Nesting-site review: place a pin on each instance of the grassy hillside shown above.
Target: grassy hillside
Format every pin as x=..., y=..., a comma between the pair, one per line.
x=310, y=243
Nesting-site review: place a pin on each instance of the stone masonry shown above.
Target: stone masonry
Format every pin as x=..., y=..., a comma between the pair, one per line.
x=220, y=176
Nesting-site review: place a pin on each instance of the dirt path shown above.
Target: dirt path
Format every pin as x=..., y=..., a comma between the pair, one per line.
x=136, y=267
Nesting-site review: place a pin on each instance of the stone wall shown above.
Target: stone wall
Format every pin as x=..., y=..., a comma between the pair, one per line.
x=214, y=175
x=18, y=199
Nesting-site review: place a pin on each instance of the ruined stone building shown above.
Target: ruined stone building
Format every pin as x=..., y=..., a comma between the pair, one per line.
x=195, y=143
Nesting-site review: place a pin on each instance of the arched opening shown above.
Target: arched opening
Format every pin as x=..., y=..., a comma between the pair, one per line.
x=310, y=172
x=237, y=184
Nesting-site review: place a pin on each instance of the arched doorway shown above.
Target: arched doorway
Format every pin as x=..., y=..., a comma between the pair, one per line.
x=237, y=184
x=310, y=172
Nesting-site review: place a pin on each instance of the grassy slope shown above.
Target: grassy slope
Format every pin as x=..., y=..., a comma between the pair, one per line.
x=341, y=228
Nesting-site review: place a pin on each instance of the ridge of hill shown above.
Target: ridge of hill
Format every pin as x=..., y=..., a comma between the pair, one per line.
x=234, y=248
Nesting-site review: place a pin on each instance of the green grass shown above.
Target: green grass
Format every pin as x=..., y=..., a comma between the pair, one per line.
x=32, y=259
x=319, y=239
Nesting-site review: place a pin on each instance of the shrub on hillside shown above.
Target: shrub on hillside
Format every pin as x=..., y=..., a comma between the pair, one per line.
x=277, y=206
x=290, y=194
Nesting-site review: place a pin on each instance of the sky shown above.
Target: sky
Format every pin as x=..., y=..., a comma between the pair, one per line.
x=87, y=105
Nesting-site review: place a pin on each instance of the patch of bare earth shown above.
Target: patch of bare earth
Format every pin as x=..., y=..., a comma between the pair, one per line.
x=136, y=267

+++++

> TRY IT
Looking at the data above, say how many lines contain "path", and give no other words.

> RESPONSE FOR THIS EXERCISE
2